• Work instruction: Search the material for the string "wall", then show every line where it turns up.

• Dataset records:
★ ★ ★ ★

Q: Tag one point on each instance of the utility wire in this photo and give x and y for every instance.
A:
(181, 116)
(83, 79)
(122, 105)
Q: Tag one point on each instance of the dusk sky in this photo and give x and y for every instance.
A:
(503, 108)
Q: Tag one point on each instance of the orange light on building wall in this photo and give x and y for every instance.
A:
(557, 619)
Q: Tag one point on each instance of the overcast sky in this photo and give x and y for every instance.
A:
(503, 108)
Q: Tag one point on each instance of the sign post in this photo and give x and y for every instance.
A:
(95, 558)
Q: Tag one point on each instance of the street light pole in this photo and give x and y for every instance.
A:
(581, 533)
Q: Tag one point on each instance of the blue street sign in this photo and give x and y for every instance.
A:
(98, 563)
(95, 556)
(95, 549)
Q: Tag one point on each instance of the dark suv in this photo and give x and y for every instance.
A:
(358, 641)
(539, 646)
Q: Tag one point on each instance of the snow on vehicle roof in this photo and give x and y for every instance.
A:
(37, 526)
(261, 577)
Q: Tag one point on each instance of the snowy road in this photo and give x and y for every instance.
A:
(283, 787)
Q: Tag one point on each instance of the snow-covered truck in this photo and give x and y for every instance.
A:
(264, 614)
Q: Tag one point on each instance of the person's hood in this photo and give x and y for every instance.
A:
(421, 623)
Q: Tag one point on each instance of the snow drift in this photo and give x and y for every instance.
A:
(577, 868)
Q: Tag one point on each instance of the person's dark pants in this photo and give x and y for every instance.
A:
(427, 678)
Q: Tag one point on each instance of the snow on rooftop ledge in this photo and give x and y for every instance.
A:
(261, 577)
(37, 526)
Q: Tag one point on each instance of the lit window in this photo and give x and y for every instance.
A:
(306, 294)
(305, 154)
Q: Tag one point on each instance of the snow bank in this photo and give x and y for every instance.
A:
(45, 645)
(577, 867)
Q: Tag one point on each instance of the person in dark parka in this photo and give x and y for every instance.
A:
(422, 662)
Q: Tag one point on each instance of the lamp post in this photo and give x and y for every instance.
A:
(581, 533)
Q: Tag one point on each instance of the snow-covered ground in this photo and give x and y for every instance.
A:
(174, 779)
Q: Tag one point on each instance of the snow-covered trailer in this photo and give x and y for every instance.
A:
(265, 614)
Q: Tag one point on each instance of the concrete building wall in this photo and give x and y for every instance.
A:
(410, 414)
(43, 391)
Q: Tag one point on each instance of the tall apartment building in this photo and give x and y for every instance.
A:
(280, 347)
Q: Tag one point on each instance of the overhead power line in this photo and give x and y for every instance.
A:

★ ★ ★ ★

• The completed task:
Q: Tag one point on each instance of the orange light on building wall in this photo and give x and y for every instance.
Q: Tag one point on each instance of the concrete building wall in this photo and give x and y for every instance.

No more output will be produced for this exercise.